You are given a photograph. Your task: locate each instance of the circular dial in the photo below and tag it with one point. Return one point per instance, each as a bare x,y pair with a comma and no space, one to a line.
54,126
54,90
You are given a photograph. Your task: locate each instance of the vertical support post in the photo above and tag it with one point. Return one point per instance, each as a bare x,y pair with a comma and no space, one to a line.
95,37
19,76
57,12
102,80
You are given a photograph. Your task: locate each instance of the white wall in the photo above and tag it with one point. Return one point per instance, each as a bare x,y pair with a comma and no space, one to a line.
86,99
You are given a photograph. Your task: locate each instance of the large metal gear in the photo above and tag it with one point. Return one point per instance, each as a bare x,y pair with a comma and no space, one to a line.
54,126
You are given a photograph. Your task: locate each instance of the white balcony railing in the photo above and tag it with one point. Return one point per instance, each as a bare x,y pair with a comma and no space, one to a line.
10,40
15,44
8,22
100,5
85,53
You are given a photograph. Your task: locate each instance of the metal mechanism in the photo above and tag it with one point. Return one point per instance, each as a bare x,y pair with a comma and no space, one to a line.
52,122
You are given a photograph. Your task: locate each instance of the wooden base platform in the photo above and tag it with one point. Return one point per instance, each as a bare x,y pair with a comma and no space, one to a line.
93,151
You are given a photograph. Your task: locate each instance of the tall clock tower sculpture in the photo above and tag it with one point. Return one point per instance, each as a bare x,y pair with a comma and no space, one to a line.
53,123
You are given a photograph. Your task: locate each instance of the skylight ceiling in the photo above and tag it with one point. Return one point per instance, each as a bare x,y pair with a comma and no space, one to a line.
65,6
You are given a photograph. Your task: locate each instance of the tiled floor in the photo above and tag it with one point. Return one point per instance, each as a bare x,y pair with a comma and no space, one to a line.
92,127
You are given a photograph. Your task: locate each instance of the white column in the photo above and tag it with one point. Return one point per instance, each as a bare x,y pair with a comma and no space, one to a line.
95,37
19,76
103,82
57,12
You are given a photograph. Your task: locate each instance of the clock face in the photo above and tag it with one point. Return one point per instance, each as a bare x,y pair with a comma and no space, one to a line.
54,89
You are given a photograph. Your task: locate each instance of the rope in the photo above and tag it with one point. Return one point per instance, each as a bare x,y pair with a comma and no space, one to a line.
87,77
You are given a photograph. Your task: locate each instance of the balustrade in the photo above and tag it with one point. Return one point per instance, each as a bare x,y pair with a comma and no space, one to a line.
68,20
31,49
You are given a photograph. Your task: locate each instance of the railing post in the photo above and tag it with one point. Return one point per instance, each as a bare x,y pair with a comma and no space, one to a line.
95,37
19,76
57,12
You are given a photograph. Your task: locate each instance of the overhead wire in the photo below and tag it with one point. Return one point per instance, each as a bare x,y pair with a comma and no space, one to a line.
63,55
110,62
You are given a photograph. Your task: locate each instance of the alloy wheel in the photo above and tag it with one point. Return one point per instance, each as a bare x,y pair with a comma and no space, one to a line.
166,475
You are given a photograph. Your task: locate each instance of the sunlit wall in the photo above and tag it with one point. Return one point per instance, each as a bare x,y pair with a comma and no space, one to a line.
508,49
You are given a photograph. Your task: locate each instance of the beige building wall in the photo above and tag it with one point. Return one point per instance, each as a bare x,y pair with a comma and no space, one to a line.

§ Exercise requirements:
Each line of the records above must be copied exactly.

§ Output of the exercise:
You are given a photograph. Your task: locate each instance of the circular dial in the photo below and tag it with one point. Return one point per instance, each as a bare x,y pair with a comma and no space, one to a line.
54,126
54,90
You are given a photograph. Your task: locate each instance of the vertical support post in the photo above and tag it with one point. Return one point per instance, each as a bare x,y pair with a comma and no space, one to a line.
95,37
19,76
57,12
102,80
You are given a photograph. Your task: locate each instance of the white wall in the photo above and tag it with one point. Return one point per instance, each as a bare x,y pair with a comma and no space, one to a line.
86,99
You are given a photograph. Your task: locate each instance of the large metal gear in the photo above and tag it with one point. Return one point per instance, each as a bare x,y pair with a comma and no space, one to a line.
54,126
You are given a photograph. Your task: locate each instance of the white balcony railing in the photo above and tag it with one point. Return one point per instance, each as a bare x,y pair with a comma and no space, one to a line.
10,40
15,44
8,22
100,5
85,53
You are given a photograph. Your task: locate each instance of the metal mechanism in the photo above and tag it with one point. Return one point per instance, each as a bare x,y pair with a comma and no space, one to a line.
52,122
You are given a photograph. Your task: locate each instance of the wooden base platform in the photo above and tag it with one point. Return one point per instance, each as a bare x,y pair with a comma and no space, one to a line.
93,151
You are given a photograph. Your task: locate each instance of the tall clock tower sculpture in the photo above and tag it with one point. Return one point per instance, each as a bare x,y pair with a comma and no space, one to a line.
53,123
You are given a photograph. Your task: locate each instance of the skylight ceiling in the photo above and tag it with one point. Return one point per instance, each as a bare x,y pair with a comma and no space, one to a line.
65,6
You are given a photograph. Your task: locate each instance of the tiled floor in the photo above and tag it with one point. Return one point per instance, each as a bare x,y pair with a comma and no space, one to a line.
92,127
You are given a photograph. Your task: locate each instance of the white column in the photo above and tag it with one point. Return one point per instance, each as a bare x,y pair with a comma and no space, one to a line.
95,37
19,76
103,82
57,12
You are given a photograph. Your task: locate each instance of the clock face in the photo above and tag it with one point. Return one point per instance, each as a bare x,y pair with a comma and no space, one to a line.
54,89
You are given a photograph. Your task: locate each instance of the rope in the photo above and tag it with one point. Return one point per instance, each as a bare x,y pair with a comma and no space, one to a line.
87,77
You are given a photograph. Your task: locate each instance of the balustrade in the photo above and tag it with one point. Return one point per instance, each as a bare x,y pair with a comma and no space, one to a line.
68,20
31,49
You are given a photograph. Your task: locate each instance of the railing post in the photo above and tag it with one point. Return one point per instance, each as a bare x,y pair with a comma and no space, one to a line.
95,37
19,76
57,12
You are given a photograph. Your task: locate each instance of the overhead wire in the photo below and tag it with one point. Return one point per instance, each as a bare x,y pair with a comma and no space, one to a line.
63,55
110,62
You are given a photograph. Your task: locate each instance of the alloy wheel in the photo above and tag it with one point. Return one point per instance, each as a bare x,y pair with a comma and no space, one to a line.
166,475
You are given a photograph. Your task: locate each instance of the sunlit wall in the photo above and tag it with one point. Return one point per instance, each as a bare x,y pair with a comma and no space, one to a line.
508,49
You are given a photograph. Your task: locate each instance of the beige building wall in the photo above and tag it with one point. Return one point per instance, each as a bare x,y pair with a comma and no space, one to a line.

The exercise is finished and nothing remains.